╭─ The input
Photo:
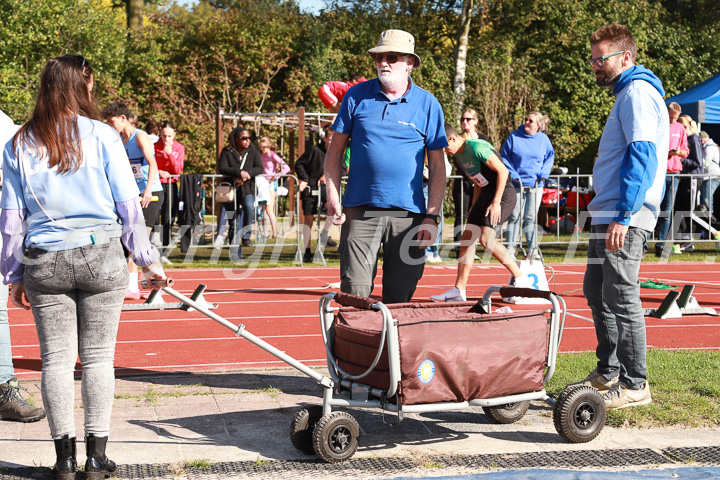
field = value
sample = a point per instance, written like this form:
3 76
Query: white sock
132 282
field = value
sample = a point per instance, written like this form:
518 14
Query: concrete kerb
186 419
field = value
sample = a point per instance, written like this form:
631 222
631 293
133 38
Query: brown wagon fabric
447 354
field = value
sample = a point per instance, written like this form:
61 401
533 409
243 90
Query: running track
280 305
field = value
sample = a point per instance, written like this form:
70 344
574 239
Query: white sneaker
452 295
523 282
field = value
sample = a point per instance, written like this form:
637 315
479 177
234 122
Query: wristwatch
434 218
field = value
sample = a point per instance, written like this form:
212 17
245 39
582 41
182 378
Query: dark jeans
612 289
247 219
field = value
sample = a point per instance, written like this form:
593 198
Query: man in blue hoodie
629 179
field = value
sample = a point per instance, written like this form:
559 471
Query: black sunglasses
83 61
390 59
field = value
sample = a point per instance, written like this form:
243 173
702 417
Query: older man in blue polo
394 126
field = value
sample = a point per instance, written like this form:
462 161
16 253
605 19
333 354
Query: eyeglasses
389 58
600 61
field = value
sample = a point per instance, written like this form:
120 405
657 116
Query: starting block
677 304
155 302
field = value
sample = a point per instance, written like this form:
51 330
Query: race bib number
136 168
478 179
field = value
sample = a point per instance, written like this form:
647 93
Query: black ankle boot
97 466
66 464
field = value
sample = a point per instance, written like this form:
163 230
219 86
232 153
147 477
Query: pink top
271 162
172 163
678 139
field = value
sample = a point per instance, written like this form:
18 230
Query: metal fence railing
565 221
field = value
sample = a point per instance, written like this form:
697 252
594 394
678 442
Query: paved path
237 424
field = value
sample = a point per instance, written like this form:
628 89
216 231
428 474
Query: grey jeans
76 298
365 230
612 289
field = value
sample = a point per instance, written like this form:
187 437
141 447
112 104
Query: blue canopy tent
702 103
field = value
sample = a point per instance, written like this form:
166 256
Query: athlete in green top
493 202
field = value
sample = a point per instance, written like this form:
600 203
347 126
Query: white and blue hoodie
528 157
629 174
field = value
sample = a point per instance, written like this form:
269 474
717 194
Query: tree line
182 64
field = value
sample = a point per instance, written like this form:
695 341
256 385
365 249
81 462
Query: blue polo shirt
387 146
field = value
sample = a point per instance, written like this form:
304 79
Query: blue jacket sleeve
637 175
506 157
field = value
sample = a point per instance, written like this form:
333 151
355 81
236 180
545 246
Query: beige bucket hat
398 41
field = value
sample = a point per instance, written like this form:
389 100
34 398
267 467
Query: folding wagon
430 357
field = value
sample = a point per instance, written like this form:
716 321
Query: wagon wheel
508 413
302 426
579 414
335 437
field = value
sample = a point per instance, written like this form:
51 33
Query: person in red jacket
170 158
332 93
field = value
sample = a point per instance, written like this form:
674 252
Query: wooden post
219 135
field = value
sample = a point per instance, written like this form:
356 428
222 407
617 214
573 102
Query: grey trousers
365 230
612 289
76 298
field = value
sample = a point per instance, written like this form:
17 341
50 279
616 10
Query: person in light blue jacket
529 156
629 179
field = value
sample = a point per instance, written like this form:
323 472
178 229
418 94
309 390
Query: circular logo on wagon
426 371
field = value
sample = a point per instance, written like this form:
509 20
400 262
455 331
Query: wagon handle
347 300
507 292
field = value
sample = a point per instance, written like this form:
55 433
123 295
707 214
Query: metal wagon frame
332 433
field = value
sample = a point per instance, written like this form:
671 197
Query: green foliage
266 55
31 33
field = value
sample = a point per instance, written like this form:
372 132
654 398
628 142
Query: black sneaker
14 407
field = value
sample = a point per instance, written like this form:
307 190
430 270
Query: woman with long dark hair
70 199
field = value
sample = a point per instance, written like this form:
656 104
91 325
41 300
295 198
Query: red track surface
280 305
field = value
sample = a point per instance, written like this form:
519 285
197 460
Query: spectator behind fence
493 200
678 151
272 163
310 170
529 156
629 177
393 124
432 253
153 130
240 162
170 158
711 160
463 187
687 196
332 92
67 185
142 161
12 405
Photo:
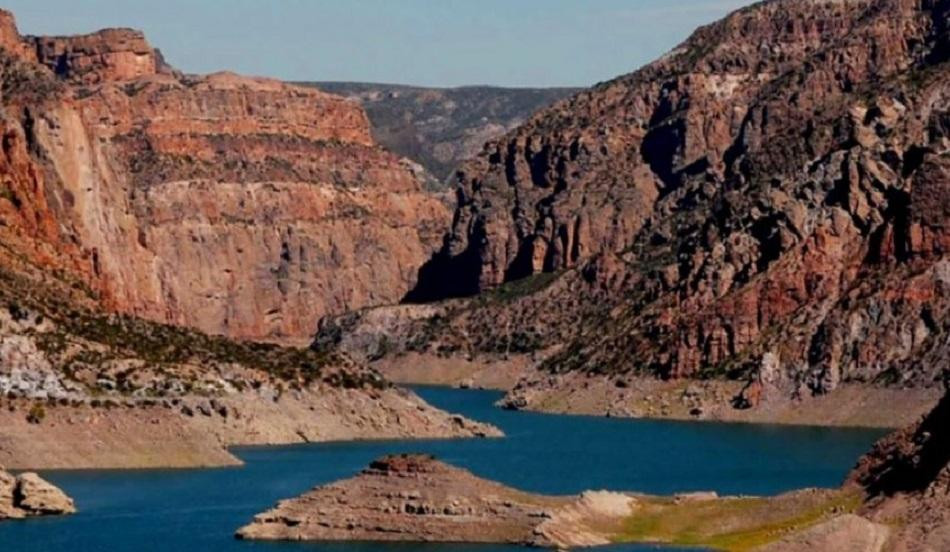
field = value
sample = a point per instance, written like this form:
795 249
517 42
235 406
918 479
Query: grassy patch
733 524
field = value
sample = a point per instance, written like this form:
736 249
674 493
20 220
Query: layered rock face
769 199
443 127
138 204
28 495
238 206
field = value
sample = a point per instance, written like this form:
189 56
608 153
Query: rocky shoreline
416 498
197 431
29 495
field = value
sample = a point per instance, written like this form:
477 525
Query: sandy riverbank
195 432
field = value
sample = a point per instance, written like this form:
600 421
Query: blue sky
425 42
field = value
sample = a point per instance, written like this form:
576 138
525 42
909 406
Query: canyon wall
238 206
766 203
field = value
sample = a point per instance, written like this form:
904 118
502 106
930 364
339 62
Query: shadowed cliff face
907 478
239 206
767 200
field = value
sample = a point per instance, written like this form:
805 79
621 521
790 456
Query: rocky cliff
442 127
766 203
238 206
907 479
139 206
╰─
╭─ The input
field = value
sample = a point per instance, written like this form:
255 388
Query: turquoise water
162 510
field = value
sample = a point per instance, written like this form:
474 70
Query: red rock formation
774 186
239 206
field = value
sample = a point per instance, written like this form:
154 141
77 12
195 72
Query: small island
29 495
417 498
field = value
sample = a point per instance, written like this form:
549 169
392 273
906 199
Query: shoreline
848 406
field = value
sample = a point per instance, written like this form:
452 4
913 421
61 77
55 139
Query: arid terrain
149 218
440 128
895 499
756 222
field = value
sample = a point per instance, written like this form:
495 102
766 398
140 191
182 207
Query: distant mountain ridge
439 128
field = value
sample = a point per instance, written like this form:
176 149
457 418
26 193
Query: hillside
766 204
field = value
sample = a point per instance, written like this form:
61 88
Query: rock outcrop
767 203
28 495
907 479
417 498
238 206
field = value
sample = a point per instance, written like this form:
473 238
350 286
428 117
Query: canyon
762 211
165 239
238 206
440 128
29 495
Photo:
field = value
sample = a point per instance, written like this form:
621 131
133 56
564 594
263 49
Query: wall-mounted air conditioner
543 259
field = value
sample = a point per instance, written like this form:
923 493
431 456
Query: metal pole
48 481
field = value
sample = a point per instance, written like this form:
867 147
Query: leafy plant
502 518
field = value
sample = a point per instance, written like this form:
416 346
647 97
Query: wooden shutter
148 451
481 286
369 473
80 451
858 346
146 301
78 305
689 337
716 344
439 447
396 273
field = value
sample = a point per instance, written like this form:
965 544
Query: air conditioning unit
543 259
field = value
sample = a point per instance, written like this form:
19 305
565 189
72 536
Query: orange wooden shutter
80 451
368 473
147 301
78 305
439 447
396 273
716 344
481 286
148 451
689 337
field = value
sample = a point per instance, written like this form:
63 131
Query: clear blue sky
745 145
╰─
╭─ The input
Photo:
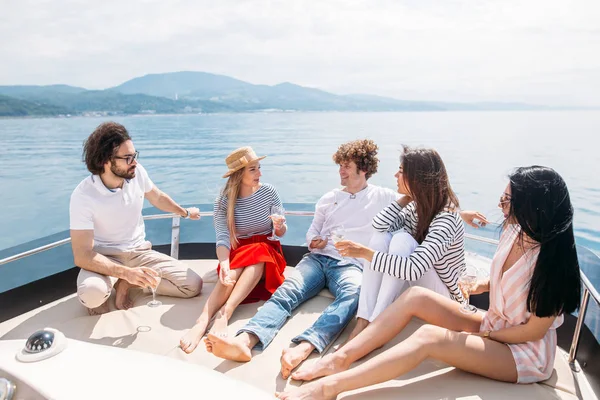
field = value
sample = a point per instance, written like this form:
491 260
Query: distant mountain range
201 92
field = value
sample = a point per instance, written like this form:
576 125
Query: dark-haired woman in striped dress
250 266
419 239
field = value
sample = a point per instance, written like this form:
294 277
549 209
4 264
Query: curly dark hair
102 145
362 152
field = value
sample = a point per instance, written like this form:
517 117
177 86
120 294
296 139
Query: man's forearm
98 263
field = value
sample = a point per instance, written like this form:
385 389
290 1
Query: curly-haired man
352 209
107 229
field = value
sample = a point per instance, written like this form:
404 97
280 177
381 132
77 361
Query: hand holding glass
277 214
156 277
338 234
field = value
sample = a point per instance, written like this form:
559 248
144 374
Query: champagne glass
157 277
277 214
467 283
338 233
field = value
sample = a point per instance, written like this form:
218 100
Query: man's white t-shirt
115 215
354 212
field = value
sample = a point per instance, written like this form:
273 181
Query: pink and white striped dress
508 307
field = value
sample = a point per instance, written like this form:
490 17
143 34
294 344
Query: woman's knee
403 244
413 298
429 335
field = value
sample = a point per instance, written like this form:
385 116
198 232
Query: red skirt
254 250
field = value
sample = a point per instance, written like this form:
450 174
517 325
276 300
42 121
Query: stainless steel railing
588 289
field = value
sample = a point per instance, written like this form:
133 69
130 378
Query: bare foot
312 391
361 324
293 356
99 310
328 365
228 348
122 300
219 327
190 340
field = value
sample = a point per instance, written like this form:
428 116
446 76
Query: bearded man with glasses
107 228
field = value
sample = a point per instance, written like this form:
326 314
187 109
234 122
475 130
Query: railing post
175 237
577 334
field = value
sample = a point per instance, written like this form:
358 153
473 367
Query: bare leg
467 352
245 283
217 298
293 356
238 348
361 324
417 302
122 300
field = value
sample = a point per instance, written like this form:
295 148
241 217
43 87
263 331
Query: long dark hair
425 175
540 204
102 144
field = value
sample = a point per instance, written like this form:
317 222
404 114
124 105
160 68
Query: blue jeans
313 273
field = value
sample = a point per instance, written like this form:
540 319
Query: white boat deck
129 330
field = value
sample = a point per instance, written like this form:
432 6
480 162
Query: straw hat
╰─
**Instruction:** How many lines in the data above contain the string "metal", with case counting? Give only the number.

**Reply:** 3